## start SUPPLIED MATERIAL

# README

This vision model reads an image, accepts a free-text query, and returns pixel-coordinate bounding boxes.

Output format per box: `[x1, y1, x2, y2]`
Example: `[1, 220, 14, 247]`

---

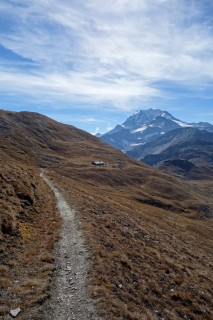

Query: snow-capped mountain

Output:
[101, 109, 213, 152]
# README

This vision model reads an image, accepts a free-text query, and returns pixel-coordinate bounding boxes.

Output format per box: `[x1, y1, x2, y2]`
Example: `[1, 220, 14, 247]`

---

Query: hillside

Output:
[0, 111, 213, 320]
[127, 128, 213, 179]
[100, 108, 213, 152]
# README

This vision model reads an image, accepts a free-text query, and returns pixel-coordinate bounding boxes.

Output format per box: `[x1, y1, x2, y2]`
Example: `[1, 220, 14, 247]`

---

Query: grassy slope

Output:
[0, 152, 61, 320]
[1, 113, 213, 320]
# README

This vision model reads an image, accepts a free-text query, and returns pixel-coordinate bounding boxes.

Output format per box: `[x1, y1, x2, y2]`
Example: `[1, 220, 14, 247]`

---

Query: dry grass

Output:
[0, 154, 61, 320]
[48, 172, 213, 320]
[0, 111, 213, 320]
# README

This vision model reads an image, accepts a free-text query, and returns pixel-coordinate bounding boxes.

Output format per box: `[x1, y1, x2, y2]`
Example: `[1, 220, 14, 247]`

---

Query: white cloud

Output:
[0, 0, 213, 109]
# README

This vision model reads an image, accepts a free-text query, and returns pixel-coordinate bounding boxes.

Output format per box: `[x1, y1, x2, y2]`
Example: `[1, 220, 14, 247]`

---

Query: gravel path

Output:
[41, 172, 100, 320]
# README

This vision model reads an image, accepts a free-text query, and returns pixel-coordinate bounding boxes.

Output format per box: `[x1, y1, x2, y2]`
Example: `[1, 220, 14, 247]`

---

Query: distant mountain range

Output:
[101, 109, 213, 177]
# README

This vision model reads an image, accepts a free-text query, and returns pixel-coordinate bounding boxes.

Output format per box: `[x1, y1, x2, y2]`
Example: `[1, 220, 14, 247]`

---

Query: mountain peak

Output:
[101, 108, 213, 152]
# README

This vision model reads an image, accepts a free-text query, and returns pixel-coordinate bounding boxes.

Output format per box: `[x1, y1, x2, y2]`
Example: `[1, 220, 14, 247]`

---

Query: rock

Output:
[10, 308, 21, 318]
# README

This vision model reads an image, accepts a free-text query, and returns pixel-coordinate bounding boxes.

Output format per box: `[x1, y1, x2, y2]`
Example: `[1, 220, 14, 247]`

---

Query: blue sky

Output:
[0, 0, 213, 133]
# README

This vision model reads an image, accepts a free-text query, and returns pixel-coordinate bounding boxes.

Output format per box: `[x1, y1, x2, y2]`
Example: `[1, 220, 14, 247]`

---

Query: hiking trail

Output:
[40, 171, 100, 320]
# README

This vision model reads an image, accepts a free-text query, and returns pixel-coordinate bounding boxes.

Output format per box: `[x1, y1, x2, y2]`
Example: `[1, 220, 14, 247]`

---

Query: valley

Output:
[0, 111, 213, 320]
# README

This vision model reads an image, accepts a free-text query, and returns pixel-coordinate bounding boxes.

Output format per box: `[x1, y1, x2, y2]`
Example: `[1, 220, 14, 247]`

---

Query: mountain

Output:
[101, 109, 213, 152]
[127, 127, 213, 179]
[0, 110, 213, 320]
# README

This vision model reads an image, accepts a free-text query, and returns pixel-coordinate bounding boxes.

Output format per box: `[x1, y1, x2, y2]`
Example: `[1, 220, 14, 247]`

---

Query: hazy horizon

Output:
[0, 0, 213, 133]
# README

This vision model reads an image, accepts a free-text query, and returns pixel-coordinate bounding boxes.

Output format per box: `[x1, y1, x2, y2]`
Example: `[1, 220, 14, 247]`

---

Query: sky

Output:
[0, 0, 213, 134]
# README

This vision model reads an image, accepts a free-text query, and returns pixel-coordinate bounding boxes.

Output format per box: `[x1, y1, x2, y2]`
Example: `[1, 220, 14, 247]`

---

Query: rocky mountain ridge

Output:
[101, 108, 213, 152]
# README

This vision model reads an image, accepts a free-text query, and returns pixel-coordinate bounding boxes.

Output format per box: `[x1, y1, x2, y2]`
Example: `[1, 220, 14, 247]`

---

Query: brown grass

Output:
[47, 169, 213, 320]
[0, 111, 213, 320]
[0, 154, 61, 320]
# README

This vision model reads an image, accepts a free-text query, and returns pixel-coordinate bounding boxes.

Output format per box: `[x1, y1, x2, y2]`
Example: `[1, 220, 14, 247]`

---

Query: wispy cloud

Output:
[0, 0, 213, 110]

## end SUPPLIED MATERIAL

▶ _EXERCISE DESCRIPTION_
Write out everything from the start of the items down through the line containing "[0, 0, 213, 109]", swapping "bounding boxes" for "rectangles" and keeping all else the same. Leave the pictures out.

▶ _ANSWER TO THIS TASK_
# README

This vision model reads an image, accepts a free-text query, and returns pixel-coordinate rectangles.

Output format per box: `[x1, y1, x2, y2]`
Example: `[1, 220, 14, 247]`

---


Query: snow-capped mountain

Output:
[101, 109, 213, 152]
# README

This vision model reads an image, accepts a free-text query, and returns pixel-coordinate rectangles.

Output format per box: `[x1, y1, x2, y2]`
Example: `[1, 220, 14, 247]`

---

Query: hillside

Output:
[0, 111, 213, 320]
[127, 128, 213, 179]
[100, 108, 213, 152]
# README

This vision model reads an image, accepts a free-text query, and returns pixel-coordinate rectangles.

Output format per box: `[x1, y1, x2, y2]`
Example: `[1, 220, 14, 247]`

---

Query: grassy slope

Output:
[0, 152, 61, 320]
[1, 113, 213, 320]
# README

This vision model reads an image, accepts a free-text query, and returns pixel-coordinate rectangles.

Output format per box: `[x1, y1, x2, y2]`
Example: `[1, 220, 14, 247]`

---

Query: dry grass

Output:
[0, 154, 61, 320]
[48, 172, 213, 320]
[0, 111, 213, 320]
# README

This vision model reads an image, accepts a free-text query, and returns pixel-coordinate rectangles.

Output format per box: `[x1, y1, x2, y2]`
Example: `[1, 220, 14, 247]`

---

Query: white cloud

Output:
[0, 0, 213, 109]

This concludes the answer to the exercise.